▶ _Tasks to complete_:
1. Show each line of the rows below that contains the string "white". Case counts.
2. Continue the article on Spencer Carlin from its final sentence.

▶ _Extract provided_:
____

- Portrayed by: Gabrielle Christian
- First appearance: "Secret Truths"
- Last appearance: "On the Precipice"
- Appears on: whole series

= Spencer Carlin =

Fictional character from the television series South of Nowhere

Spencer Carlin is a fictional character from South of Nowhere, a television series produced by Noggin LLC for its teen block, The N. Spencer attends King High, the central setting for the show. She is portrayed by Gabrielle Christian, and has a tempestuous romantic relationship with Ashley Davies. She was included in AfterEllen.com's Top 50 Favorite Female TV Characters.

==Background==
Actress Gabrielle Christian was immediately noted by South of Nowhere casting directors as having significant chemistry with costar Mandy Musgrave when both went in to audition for the series. This led to the producers pairing the two as their main lesbian romance of the show. The relationship is often seen as unpredictable, with Spencer and Ashley going through periods where they need to be away from each other. Christian detailed, "I think like most high school relationships, even though Ashley and Spencer usually end up coming back to each other, there are periods where Ashley makes a wrong decision and Spencer makes a wrong decision and we take our little breaks."

Ashley gives Spencer a different outlook on life and teaches her to be more independent. Spencer subsequently learns how to be strong and not so repressed all the time, and how to make decisions for herself instead.

____

▶ _The input_:
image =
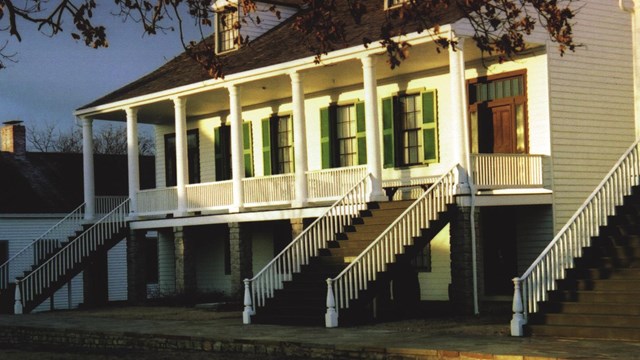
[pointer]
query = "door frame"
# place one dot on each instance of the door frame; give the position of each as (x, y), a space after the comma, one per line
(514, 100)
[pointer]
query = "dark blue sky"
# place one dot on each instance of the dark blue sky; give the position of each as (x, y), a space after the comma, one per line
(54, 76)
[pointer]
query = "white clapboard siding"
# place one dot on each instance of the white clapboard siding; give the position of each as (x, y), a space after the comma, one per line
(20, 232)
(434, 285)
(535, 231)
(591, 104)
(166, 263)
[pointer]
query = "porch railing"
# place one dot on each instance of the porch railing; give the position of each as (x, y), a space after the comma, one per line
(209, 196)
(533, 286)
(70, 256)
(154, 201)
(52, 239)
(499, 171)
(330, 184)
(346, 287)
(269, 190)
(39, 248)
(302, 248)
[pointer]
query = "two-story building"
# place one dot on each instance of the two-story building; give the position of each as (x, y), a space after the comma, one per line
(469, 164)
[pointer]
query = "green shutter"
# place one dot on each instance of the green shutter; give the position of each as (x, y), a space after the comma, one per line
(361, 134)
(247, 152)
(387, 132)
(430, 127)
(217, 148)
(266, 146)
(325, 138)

____

▶ _Exercise answers_:
1.
query = "white clapboard siding"
# place one dot on each instance of the white clapboard siding; give the position of each as (x, y), a space after the comma, one per line

2.
"She definitely becomes a lot more confident and more determined to figure out where she's going with her future and figure out what she's going to do with her life," Christian stated. "And with that goes learning the independence of what she's going to do — with or without a relationship. And it's what every high school senior goes through, which I really like because it's a totally different route for Spencer."

==Storyline==
===Season 1===
Spencer Carlin and her family move from a small town in Ohio to the big city Los Angeles, where she quickly forms a friendship with bad-to-the-bone Ashley Davies. Her mother doesn't like Ashley so when she befriends Kelly, her mom is happy but the friendship ends when Kelly tries to make a move. Spencer soon realizes that she is gay and confides in Ashley. At first, she is afraid of how the world will treat her. Throughout the season, Spencer's friendship with Ashley soon builds into a romantic relationship. At first, Spencer tries to run from her love for Ashley. She goes on a date with Aiden, but realizes that she wants to be with Ashley. She leaves her date and goes to help a drugged out Ashley. They spend their first night together. The next day, Ashley begins to pull away, but in the last episode of the season, Spencer and Ashley talk about their feelings and eventually make love.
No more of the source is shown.